» GIVEN INSTRUCTION 1
According to the forum thread, what size is the table in revenant101101's basement?

» EXCERPTED TEXT
# PA at least?



## Rahmiel (Jan 3, 2009)

Hey I've been trying for what seems like forever to find some gaming buddies other than my two friends, but I can't seem to find anyone in the area. So can anyone in PA respond and tell me where you are, if its not too far, so maybe we can game or something. Much Appreciated.

-Rahmiel


----------



## Lord Sven Kittyclaw (Mar 23, 2009)

well i live in the great white north so cant game agaisnt you. but heresy does have a gaming club directory so perhaps you could find a group near you?


----------



## Rahmiel (Jan 3, 2009)

I've looked and there is nobody on the directory in my area thats why I'm trying to find all the people in the state and see whos closest. Desperate attempt I know but I haven't played in months because of lack of players.


----------



## Allos (Nov 5, 2007)

I'm in the Philadelphia area


----------



## fuzzatronic (May 6, 2009)

i am in altoona area


----------



## Puzak07 (Sep 2, 2009)

I am in the wilkes barre area


----------



## Squeeking up on people (Jul 24, 2010)

I'm a bit north of Pittsburgh :biggrin:


----------



## Sontaire Sleeps Alone (Jul 30, 2010)

I'm in the Philadelphia area, close to Trenton. While I don't actually play right now I was into Warhammer Fantasy about 10 years ago and have been looking into getting back into it.


----------



## Ikurei Conphas (Jul 19, 2010)

Southeast of the border in Delaware. I know there is a community in Harrisburg PA (friend of mine was in it for a little while)


----------



## Tzeen Qhayshek (May 4, 2010)

I am an hour away from the border in Ohio.


----------



## revenant101101 (Oct 14, 2010)

Rahmiel 
I live in Reading Pa and I see you have been trying to start up a gaming group at Hobbytown USA. I have been living here for 6 years and have found noone to play. I am available starting tommorrow! 
I have been playing warhammer for years and I have multiple painted armies for multiple games, including WH Fantasy, 40K, and LOTR. I also have a basement with a 4x8 table with full city fight terrain ready to go. Contact me and we can start a group. My brother is a player once in a while, so he might be in for a game once in a while.
Revenant


----------



## beasty821 (Jul 20, 2011)

40 min away from pittsburgh


----------

» DATA RECORDS
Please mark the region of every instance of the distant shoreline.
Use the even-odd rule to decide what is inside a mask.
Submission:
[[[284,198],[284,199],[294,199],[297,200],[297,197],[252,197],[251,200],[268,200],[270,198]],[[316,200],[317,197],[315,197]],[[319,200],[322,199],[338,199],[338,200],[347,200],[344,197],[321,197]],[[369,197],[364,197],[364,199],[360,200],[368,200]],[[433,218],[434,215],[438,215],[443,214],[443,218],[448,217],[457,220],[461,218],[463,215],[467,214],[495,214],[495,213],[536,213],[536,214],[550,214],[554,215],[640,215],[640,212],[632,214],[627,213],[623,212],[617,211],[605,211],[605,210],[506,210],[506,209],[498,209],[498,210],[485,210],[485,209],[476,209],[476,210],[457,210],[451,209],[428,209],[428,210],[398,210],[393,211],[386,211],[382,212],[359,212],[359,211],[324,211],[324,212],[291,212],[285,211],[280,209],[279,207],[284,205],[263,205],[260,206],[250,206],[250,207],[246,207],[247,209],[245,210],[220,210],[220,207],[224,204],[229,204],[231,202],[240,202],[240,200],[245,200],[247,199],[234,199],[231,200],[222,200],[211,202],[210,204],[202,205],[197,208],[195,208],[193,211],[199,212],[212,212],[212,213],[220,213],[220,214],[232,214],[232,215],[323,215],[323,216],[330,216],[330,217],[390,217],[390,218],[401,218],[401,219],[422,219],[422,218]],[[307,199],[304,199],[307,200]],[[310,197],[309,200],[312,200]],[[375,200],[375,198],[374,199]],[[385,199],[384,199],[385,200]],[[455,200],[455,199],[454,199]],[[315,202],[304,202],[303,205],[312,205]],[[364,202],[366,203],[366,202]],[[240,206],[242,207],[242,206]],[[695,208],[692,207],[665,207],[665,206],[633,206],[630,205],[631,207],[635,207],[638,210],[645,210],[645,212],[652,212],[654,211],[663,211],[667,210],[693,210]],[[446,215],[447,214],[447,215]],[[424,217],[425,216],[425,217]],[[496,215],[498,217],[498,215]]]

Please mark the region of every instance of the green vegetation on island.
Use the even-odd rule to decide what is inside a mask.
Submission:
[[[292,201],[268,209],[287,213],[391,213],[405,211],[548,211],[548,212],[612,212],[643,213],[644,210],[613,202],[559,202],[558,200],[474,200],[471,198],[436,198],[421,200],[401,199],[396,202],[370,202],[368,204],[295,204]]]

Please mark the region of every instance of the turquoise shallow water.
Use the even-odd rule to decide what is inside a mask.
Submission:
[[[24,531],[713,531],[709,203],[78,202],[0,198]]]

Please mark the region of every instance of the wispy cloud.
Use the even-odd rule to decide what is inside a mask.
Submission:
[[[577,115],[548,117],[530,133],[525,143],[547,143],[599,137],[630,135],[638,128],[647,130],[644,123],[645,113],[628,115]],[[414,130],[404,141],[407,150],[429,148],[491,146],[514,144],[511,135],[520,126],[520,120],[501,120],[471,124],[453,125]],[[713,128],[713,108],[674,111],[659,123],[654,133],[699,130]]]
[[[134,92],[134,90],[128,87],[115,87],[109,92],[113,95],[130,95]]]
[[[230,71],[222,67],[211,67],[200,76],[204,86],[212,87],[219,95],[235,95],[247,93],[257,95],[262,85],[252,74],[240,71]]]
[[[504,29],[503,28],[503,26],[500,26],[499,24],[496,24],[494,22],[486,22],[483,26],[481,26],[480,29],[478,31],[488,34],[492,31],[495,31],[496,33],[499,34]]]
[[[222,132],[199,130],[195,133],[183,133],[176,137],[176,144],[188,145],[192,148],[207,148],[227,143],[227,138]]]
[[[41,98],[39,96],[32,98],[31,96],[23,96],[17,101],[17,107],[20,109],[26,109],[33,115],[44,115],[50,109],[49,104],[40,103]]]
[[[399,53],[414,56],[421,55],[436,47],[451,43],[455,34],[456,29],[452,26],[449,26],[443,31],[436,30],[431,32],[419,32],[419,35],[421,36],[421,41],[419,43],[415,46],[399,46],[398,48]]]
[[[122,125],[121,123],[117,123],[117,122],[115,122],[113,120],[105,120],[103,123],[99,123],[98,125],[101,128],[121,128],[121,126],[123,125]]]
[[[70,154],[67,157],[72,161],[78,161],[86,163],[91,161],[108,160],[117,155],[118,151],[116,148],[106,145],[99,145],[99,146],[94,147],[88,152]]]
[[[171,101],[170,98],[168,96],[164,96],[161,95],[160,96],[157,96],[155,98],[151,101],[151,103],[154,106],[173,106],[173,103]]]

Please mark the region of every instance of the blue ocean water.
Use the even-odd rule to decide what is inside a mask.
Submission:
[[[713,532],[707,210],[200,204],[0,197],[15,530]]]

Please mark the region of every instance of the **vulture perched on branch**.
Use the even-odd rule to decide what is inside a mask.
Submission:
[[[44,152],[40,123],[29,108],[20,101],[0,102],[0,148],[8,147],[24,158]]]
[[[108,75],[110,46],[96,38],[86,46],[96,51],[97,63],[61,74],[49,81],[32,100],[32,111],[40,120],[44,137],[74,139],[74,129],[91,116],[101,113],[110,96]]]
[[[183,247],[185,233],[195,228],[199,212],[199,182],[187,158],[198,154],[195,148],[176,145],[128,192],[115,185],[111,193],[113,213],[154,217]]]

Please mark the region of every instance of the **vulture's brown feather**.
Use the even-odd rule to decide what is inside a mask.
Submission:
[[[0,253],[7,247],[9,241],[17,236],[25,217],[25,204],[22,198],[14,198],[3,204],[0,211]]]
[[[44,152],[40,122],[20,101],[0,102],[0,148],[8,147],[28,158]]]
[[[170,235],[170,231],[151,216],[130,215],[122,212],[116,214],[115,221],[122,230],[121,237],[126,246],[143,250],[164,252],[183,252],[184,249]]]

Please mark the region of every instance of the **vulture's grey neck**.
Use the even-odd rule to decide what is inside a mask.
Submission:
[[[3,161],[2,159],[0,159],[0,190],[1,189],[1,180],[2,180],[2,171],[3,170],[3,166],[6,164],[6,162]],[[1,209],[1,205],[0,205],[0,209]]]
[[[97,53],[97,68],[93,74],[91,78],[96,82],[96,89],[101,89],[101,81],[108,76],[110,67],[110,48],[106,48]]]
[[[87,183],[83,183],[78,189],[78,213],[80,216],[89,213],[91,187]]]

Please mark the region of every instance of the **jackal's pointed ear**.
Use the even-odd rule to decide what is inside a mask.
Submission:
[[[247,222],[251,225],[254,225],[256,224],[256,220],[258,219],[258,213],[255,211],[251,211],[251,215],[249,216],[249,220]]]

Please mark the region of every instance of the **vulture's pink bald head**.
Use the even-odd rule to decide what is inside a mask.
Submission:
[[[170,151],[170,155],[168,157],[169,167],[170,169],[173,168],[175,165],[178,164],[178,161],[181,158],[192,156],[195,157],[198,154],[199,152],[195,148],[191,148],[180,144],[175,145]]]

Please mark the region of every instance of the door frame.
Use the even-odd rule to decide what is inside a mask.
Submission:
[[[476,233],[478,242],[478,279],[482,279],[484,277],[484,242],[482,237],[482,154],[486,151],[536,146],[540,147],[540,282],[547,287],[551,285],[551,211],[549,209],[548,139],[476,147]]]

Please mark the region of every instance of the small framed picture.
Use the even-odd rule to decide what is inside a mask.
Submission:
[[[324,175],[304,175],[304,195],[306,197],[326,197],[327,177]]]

» GIVEN INSTRUCTION 2
Render the records as a Markdown table with the columns Row and Line, starting at the line that contains "Please mark the region of every instance of the **vulture's pink" and running through the final line of the records. Skip blank lines.

» EXPECTED OUTPUT 1
It is a 4x8 table.

» EXPECTED OUTPUT 2
| Row | Line |
|---|---|
| 1 | Please mark the region of every instance of the **vulture's pink bald head**. |
| 2 | Use the even-odd rule to decide what is inside a mask. |
| 3 | Submission: |
| 4 | [[[170,151],[170,155],[168,157],[169,167],[170,169],[173,168],[175,165],[178,164],[178,161],[181,158],[192,156],[195,157],[198,154],[199,152],[195,148],[191,148],[180,144],[175,145]]] |
| 5 | Please mark the region of every instance of the door frame. |
| 6 | Use the even-odd rule to decide what is inside a mask. |
| 7 | Submission: |
| 8 | [[[476,233],[478,242],[478,279],[482,279],[484,277],[484,242],[482,237],[482,154],[486,151],[536,146],[540,147],[540,282],[547,287],[551,285],[551,211],[549,209],[548,139],[476,147]]] |
| 9 | Please mark the region of every instance of the small framed picture. |
| 10 | Use the even-odd rule to decide what is inside a mask. |
| 11 | Submission: |
| 12 | [[[324,175],[304,175],[304,195],[306,197],[326,197],[327,177]]] |